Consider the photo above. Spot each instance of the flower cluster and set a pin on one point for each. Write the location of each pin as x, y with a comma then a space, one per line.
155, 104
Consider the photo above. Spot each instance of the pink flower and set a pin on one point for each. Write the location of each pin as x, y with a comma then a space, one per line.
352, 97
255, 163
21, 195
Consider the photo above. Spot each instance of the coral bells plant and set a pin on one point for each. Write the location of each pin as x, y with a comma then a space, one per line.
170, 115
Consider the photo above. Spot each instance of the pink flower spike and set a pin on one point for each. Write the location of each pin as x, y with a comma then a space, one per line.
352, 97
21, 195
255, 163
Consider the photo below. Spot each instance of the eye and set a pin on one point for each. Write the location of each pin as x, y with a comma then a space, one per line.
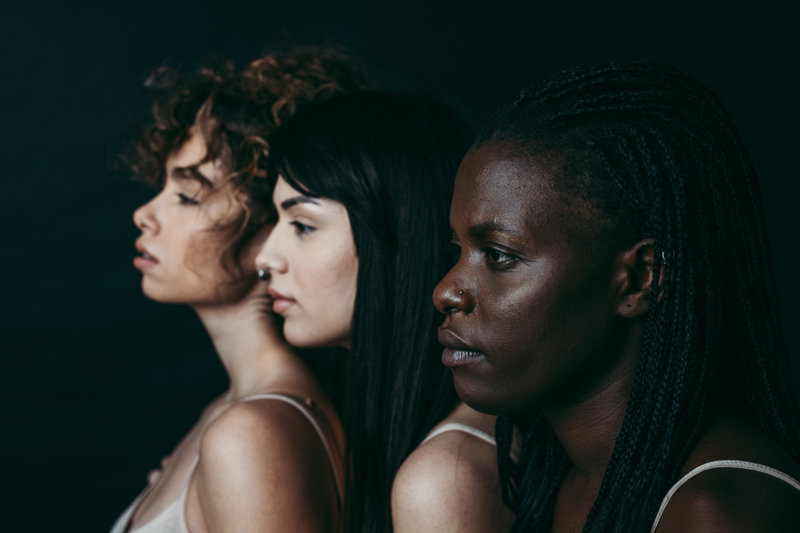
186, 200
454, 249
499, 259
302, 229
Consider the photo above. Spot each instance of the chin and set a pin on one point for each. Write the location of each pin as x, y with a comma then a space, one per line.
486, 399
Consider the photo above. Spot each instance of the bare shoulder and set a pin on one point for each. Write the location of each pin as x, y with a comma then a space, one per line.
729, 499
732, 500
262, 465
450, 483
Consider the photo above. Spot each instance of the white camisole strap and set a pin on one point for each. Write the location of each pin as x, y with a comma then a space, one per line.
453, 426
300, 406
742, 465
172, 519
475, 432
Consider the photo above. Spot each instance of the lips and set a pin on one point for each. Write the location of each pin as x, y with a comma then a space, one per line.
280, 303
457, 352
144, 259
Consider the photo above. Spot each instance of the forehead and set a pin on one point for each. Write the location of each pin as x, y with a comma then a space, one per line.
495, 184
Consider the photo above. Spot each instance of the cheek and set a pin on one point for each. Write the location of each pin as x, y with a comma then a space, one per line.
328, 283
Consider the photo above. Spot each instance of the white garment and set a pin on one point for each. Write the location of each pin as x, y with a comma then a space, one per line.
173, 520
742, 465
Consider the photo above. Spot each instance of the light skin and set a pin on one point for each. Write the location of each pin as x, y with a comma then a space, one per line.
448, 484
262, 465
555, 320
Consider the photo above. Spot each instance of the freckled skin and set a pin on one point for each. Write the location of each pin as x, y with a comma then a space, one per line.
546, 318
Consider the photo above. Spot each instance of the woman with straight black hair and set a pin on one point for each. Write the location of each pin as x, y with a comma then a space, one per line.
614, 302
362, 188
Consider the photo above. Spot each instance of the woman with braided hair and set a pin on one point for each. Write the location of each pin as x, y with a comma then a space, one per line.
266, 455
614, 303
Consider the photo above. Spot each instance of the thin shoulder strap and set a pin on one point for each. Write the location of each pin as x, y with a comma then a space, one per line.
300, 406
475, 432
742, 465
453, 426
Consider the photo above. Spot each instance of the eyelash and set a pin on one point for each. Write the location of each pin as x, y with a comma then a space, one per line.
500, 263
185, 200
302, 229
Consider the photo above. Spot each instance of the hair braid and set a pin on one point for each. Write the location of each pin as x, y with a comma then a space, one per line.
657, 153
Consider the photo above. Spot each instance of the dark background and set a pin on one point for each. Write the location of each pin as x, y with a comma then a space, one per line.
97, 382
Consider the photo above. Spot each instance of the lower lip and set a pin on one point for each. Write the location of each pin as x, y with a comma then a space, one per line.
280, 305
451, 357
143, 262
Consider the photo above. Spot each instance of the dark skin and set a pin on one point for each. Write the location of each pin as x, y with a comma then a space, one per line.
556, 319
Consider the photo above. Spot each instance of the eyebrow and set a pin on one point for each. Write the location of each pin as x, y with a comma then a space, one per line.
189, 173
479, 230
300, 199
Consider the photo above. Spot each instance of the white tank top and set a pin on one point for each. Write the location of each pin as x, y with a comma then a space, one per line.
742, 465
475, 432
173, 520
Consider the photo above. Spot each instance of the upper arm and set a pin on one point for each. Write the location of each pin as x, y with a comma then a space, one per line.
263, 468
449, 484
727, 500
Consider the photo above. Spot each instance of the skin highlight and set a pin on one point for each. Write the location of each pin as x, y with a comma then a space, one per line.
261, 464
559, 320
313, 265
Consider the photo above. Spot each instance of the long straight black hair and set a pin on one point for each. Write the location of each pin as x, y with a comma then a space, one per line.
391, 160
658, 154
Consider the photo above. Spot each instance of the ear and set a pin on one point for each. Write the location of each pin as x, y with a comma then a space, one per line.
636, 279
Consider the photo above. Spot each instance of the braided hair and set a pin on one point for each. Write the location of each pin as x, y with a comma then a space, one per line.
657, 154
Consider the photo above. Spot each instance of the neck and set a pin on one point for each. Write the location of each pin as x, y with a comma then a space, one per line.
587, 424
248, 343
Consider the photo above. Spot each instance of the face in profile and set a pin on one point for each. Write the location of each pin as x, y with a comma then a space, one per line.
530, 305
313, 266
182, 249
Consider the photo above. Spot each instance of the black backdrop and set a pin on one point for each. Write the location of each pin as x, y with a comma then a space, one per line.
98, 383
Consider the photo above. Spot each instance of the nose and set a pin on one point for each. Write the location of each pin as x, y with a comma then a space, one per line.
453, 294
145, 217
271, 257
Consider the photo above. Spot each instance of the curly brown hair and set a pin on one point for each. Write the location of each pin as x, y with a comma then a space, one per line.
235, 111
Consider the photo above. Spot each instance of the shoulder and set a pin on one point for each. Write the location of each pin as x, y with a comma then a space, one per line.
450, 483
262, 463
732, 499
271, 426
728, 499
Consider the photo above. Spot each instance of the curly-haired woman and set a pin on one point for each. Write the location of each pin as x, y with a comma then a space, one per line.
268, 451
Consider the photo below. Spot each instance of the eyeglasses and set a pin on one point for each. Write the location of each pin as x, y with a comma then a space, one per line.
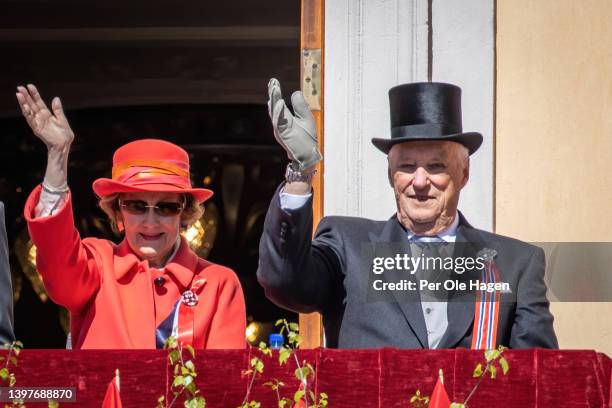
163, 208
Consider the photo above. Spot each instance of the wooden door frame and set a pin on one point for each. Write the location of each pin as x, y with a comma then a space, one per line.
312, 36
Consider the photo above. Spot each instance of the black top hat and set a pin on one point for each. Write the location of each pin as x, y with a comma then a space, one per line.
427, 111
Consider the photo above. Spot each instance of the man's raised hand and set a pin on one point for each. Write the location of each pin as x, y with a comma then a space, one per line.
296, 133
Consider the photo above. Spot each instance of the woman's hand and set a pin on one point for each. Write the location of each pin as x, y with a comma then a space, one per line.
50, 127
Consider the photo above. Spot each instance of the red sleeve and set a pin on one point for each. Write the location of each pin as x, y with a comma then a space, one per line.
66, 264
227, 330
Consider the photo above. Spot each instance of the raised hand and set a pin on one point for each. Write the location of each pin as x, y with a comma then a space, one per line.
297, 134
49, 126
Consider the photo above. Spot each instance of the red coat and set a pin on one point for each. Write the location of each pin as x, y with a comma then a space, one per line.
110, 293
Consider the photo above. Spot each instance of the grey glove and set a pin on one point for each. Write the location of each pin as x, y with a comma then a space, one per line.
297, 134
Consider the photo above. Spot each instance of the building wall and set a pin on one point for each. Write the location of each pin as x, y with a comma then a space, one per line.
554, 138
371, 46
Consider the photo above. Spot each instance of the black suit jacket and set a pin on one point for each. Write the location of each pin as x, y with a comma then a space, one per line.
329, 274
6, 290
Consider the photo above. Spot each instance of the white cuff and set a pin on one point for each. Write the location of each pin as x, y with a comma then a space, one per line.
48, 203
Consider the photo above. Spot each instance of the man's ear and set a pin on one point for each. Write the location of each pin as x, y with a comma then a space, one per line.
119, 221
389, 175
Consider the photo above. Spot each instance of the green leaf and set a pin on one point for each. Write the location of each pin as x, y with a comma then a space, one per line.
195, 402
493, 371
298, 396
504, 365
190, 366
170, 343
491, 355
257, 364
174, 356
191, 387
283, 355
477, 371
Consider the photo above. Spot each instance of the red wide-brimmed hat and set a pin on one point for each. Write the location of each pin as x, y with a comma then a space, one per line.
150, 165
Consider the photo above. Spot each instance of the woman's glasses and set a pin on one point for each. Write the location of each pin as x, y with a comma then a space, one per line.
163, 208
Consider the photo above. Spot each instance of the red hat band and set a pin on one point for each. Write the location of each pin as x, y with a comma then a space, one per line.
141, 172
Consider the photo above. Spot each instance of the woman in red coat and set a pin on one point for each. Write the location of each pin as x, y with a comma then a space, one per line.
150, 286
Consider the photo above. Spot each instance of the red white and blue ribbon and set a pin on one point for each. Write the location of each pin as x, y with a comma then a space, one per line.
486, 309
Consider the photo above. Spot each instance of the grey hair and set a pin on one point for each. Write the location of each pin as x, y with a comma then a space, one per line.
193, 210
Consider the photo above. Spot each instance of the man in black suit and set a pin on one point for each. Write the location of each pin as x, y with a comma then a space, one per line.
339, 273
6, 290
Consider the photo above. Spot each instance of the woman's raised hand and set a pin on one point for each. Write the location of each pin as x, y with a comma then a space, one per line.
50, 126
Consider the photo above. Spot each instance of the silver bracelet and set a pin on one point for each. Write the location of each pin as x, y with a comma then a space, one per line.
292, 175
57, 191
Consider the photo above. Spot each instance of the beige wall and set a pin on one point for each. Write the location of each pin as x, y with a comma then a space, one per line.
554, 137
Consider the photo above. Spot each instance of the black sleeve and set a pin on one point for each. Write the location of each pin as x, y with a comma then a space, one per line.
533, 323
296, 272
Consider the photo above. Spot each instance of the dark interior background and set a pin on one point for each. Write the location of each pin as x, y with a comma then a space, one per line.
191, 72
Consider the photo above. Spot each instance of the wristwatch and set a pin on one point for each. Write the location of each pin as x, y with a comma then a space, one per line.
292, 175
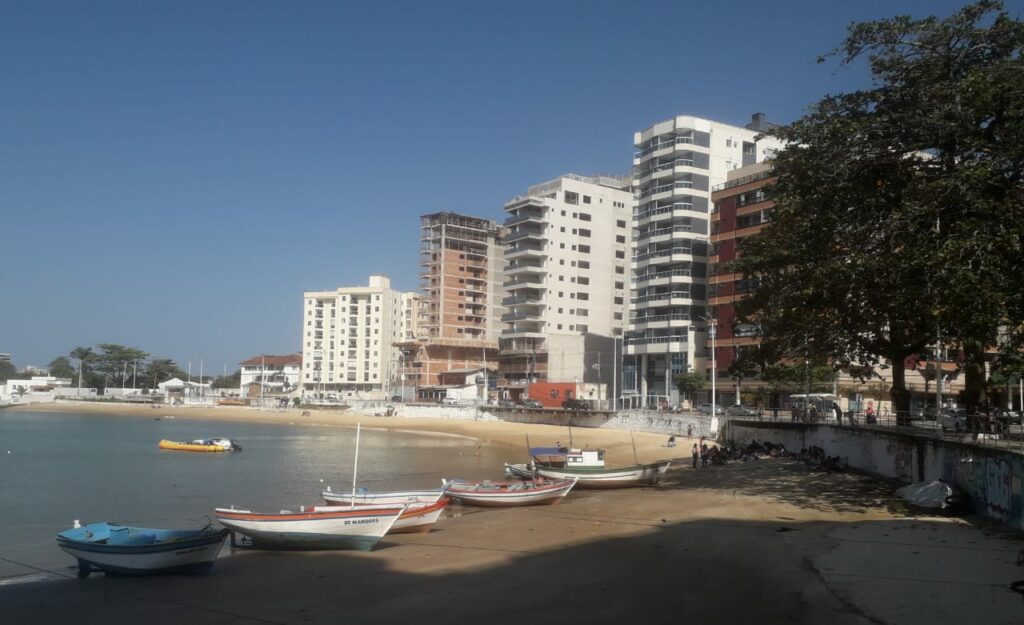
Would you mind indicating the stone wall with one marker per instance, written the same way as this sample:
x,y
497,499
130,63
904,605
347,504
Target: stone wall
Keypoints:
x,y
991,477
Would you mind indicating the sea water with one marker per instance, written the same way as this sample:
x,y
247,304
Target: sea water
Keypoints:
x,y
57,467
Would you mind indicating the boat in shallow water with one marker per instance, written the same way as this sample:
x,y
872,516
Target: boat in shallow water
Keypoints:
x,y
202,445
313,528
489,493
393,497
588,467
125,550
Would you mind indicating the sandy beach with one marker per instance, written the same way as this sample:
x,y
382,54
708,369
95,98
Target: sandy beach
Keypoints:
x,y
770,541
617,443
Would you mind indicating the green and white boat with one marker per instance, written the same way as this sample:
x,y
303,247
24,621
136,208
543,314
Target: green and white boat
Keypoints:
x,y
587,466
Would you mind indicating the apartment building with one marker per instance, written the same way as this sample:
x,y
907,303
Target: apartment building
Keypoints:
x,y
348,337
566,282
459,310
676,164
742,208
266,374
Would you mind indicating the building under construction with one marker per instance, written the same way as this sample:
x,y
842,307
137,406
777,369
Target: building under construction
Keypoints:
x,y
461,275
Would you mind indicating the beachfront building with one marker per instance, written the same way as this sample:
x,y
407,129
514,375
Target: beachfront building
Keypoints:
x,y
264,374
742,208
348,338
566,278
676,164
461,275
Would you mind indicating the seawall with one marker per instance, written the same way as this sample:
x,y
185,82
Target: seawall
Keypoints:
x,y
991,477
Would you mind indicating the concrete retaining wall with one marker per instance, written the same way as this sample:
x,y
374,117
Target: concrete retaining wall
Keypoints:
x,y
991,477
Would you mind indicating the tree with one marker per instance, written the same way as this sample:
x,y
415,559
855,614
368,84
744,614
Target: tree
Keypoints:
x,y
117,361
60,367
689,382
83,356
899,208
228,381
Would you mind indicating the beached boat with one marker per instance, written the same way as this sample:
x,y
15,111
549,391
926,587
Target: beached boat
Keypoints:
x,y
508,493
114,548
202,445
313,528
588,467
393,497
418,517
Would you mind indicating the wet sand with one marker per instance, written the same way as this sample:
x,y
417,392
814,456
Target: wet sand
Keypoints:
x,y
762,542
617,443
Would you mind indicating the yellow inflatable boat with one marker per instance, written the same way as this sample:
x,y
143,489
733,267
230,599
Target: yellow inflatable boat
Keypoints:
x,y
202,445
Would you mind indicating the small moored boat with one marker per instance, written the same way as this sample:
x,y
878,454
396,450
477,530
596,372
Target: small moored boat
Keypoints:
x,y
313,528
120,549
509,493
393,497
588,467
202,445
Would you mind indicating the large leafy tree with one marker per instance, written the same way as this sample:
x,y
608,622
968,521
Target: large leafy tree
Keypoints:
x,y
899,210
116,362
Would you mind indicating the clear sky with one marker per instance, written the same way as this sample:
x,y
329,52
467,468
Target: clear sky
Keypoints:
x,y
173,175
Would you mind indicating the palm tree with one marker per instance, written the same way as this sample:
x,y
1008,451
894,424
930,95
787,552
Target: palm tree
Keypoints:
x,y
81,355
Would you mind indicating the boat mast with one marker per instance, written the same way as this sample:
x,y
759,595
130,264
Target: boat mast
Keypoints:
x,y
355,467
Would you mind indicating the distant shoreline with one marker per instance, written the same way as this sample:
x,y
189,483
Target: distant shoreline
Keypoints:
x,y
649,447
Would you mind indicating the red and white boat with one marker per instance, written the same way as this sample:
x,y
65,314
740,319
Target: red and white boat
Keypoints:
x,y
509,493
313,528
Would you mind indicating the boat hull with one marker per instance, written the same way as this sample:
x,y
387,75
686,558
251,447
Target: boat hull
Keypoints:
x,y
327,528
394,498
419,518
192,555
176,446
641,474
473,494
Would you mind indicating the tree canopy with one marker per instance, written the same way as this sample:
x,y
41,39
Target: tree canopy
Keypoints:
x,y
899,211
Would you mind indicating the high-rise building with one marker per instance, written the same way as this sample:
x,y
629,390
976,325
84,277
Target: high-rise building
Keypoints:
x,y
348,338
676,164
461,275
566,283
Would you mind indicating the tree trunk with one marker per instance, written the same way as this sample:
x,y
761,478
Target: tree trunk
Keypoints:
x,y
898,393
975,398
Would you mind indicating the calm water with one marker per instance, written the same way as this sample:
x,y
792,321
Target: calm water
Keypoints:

* **INSTRUCTIONS TO FOLLOW**: Your answer should be a single number: the count of lines above that contain the word "clear".

* **ANSWER SPACE**: 2